**Records provided**
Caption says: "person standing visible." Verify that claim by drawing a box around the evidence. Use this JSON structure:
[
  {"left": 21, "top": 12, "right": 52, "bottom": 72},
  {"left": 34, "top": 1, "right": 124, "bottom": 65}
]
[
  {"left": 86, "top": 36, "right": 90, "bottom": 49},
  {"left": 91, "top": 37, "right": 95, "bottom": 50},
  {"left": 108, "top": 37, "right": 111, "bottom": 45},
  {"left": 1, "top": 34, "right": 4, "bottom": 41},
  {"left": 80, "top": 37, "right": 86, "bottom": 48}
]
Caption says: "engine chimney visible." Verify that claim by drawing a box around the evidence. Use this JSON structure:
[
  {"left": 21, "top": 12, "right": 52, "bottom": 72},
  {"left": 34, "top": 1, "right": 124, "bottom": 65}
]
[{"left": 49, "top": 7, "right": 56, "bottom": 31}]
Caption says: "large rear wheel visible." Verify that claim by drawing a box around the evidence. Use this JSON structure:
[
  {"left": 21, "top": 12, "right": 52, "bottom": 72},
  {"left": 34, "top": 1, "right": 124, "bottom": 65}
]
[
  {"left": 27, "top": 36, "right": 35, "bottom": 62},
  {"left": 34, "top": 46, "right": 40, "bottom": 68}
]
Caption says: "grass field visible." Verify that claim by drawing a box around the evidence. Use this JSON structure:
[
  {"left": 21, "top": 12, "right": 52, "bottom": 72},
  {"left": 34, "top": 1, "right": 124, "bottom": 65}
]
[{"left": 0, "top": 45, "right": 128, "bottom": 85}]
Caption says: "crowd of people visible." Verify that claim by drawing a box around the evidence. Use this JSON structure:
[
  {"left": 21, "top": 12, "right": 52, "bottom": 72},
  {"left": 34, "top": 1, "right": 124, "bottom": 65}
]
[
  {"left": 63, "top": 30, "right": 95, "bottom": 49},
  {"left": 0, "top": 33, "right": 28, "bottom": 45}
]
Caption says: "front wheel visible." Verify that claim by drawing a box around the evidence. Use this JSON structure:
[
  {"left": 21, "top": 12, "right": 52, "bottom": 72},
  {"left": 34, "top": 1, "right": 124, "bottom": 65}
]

**Work to do**
Reproduce all of the records above line for line, with the same wording, spacing, and JSON.

**Expected answer**
Caption says: "person standing visible." Verify that claim by drawing a box around the evidence. Use this JSON structure:
[
  {"left": 21, "top": 12, "right": 52, "bottom": 72},
  {"left": 34, "top": 1, "right": 124, "bottom": 65}
]
[
  {"left": 86, "top": 36, "right": 90, "bottom": 49},
  {"left": 91, "top": 37, "right": 95, "bottom": 50},
  {"left": 108, "top": 37, "right": 111, "bottom": 45},
  {"left": 1, "top": 34, "right": 4, "bottom": 41},
  {"left": 80, "top": 37, "right": 86, "bottom": 48}
]
Caption says: "engine chimney visible." Verify that claim by drawing a box around the evidence. Use this JSON structure:
[
  {"left": 21, "top": 12, "right": 52, "bottom": 72},
  {"left": 34, "top": 1, "right": 124, "bottom": 65}
]
[{"left": 49, "top": 7, "right": 56, "bottom": 31}]
Caption says: "large rear wheel visible." Verify that claim by drawing a box around the evidence. Use this JSON structure:
[
  {"left": 21, "top": 12, "right": 52, "bottom": 72},
  {"left": 34, "top": 1, "right": 124, "bottom": 65}
]
[
  {"left": 27, "top": 36, "right": 35, "bottom": 62},
  {"left": 34, "top": 46, "right": 40, "bottom": 68}
]
Caption says: "grass field visible." Verify that claim by drawing a box around the evidence. Use this JSON structure:
[
  {"left": 21, "top": 12, "right": 52, "bottom": 72},
  {"left": 34, "top": 1, "right": 124, "bottom": 65}
]
[{"left": 0, "top": 45, "right": 128, "bottom": 85}]
Caption says: "crowd of people visible." Verify that claim by drawing a box around the evidence. Use this JSON structure:
[
  {"left": 21, "top": 12, "right": 52, "bottom": 72},
  {"left": 34, "top": 1, "right": 124, "bottom": 65}
]
[
  {"left": 63, "top": 30, "right": 95, "bottom": 49},
  {"left": 0, "top": 33, "right": 28, "bottom": 45}
]
Caption says: "front wheel visible." Verify that claim by drawing a box around the evidence. Use this JSON structure:
[
  {"left": 21, "top": 12, "right": 52, "bottom": 72},
  {"left": 34, "top": 1, "right": 124, "bottom": 65}
]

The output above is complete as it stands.